Requirement
Your answer should be the full set of records, printed exactly as they stand.

Top of Data shown

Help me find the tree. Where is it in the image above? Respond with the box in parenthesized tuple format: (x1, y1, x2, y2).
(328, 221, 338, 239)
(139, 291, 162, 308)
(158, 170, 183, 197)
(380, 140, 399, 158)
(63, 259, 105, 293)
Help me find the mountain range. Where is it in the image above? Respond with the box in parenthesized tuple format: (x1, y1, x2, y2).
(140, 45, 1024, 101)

Bottom of Data shown

Exercise output
Help me find the tree. Where is it in the image above? Respond with the box in parenthesized tuple format: (x1, y1, x2, y2).
(328, 221, 338, 239)
(139, 291, 162, 308)
(158, 170, 183, 197)
(380, 140, 399, 158)
(63, 259, 105, 293)
Help me find the mountain range. Where is it in the image above? Respond with the box in parenthesized tuple format: (x1, y1, x2, y2).
(140, 45, 1024, 101)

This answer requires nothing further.